> **TUGAS YANG DIBERIKAN A**: Susun baris data di bawah sebagai CSV dua kolom bernama masukan dan keluaran, hanya untuk bagian yang dimulai dari baris yang memuat "Detect large rock in water." sampai baris yang memuat "[552,398,618,435]", kedua baris itu ikut dihitung. Setiap teks dan jawabannya menjadi satu baris CSV, dan masing-masing ditulis dalam satu field berkutip dengan jeda baris diganti spasi.

-------- DOKUMEN

Secara
etimologis, jual beli berarti menukar harta dengan harta. Sedangkan,
secara terminologi, jual beli memiliki arti penukaran selain dengan
fasilitas dan kenikmatan.
DASAR HUKUM
Jual beli disyariatkan di dalam Alquran, sunnah, ijma, dan dalil akal. Allah SWT berfirman:
“Dan Allah menghalalkan jual beli dan mengharamkan riba.” (Alquran, 2:275)
KLASIFIKASI JUAL BELI
Jual beli dibedakan dalam banyak pembagian berdasarkan sudut pandang. Adapun pengklasifikasian jual beli adalah sebagai berikut:
a. Berdasarkan Objeknya
Jual beli berdasarkan objek dagangnya terbagi menjadi tiga jenis, yaitu:
1) Jual beli umum, yaitu menukar uang dengan barang.
2) Jual beli as-Sharf (Money Changer), yaitu penukaran uang dengan uang.
3) Jual beli muqayadhah (barter), yaitu menukar barang dengan barang.
b. Berdasarkan Standardisasi Harga
1) Jual Beli Bargainal (tawar menawar), yaitu jual beli di mana penjual tidak memberitahukan modal barang yang dijualnya.
2)
Jual Beli Amanah, yaitu jual beli di mana penjual memberitahukan modal
barang yang dijualnya. Dengan dasar ini, jual beli ini terbagi menjadi
tiga jenis:
a) Jual beli murabahah, yaitu jual beli dengan modal dan keuntungan yang diketahui.
b) Jual beli wadhi’ah, yaitu jual beli dengan harga di bawah modal dan kerugian yang diketahui.
c) Jual beli tauliyah, yaitu jual beli dengan menjual barang sama dengan harga modal, tanpa keuntungan atau kerugian.
d) Cara Pembayaran
Ditinjau dari cara pembayaran, jual beli dibedakan menjadi empat macam:
1) Jual beli dengan penyerahan barang dan pembayaran secara langsung (jual beli kontan).
2) Jual beli dengan pembayaran tertunda (jual beli nasi’ah).
3) Jual beli dengan penyerahan barang tertunda.
4) Jual beli dengan penyerahan barang dan pembayaran sama-sama tertunda.
SYARAT SAH JUAL BELI
Agar
jual beli dapat dilaksanakan secara sah dan memberi pengaruh yang
tepat, harus dipenuhi beberapa syaratnya terlebih dahulu. Syarat-syarat
ini terbagi dalam dua jenis, yaitu syarat yang berkaitan dengan pihak
penjual dan pembeli, dan syarat yang berkaitan dengan objek yang
diperjualbelikan.

----------------
-------- BAHAN MASUKAN

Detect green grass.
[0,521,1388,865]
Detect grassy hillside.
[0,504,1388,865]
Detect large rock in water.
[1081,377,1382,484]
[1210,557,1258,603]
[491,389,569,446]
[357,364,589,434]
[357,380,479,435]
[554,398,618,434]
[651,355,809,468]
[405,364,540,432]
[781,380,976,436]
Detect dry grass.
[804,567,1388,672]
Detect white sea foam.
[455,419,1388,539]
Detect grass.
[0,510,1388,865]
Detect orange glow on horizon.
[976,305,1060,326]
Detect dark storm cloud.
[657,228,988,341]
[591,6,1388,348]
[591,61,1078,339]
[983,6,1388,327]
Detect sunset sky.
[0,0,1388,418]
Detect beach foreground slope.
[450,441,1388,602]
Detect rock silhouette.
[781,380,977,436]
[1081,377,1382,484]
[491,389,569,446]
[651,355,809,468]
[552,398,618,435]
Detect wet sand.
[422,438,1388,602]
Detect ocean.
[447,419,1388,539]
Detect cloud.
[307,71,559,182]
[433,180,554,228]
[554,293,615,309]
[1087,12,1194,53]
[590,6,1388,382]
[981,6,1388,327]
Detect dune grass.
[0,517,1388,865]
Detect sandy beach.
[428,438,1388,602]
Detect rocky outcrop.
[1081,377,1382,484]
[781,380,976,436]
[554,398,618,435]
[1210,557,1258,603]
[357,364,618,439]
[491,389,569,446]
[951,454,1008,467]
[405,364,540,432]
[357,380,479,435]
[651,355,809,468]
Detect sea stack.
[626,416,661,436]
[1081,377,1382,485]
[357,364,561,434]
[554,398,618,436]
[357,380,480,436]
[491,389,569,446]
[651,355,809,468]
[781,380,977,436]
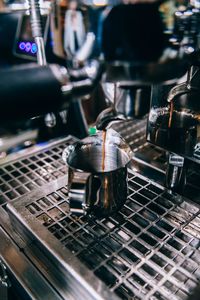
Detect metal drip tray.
[7,170,200,300]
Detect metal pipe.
[29,0,47,66]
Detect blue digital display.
[18,41,37,55]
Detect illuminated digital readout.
[18,41,37,54]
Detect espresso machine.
[0,0,200,300]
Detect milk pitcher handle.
[69,171,92,215]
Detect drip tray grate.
[8,171,200,300]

----------------

> **TUGAS YANG DIBERIKAN B**: Teruskan teks tentang jual beli di atas, mulai setelah kalimat terakhirnya.

> **JAWABAN YANG DIHARAPKAN A**:
masukan,keluaran
"Detect large rock in water.","[1081,377,1382,484] [1210,557,1258,603] [491,389,569,446] [357,364,589,434] [357,380,479,435] [554,398,618,434] [651,355,809,468] [405,364,540,432] [781,380,976,436]"
"Detect dry grass.","[804,567,1388,672]"
"Detect white sea foam.","[455,419,1388,539]"
"Detect grass.","[0,510,1388,865]"
"Detect orange glow on horizon.","[976,305,1060,326]"
"Detect dark storm cloud.","[657,228,988,341] [591,6,1388,348] [591,61,1078,339] [983,6,1388,327]"
"Detect sunset sky.","[0,0,1388,418]"
"Detect beach foreground slope.","[450,441,1388,602]"
"Detect rock silhouette.","[781,380,977,436] [1081,377,1382,484] [491,389,569,446] [651,355,809,468] [552,398,618,435]"

> **JAWABAN YANG DIHARAPKAN B**:
Pertama, yang berkaitan dengan pihak-pihak pelaku,
harus memiliki kompetensi untuk melakukan aktivitas ini, yakni dengan
kondisi yang sudah akil baligh serta berkemampuan memilih. Dengan
demikian, tidak sah jual beli yang dilakukan oleh anak kecil yang belum
nalar, orang gila atau orang yang dipaksa.
Kedua, yang berkaitan dengan objek jual belinya, yaitu sebagai berikut:
• Objek jual beli harus suci, bermanfaat, bisa diserahterimakan, dan merupakan milik penuh salah satu pihak.
•
Mengetahui objek yang diperjualbelikan dan juga pembayarannya, agar
tidak terhindar faktor ‘ketidaktahuan’ atau ‘menjual kucing dalam
karung’ karena hal tersebut dilarang.
• Tidak memberikan batasan
waktu. Artinya, tidak sah menjual barang untuk jangka waktu tertentu
yang diketahui atau tidak diketahui.
Juzaf (Jual Beli Spekulatif)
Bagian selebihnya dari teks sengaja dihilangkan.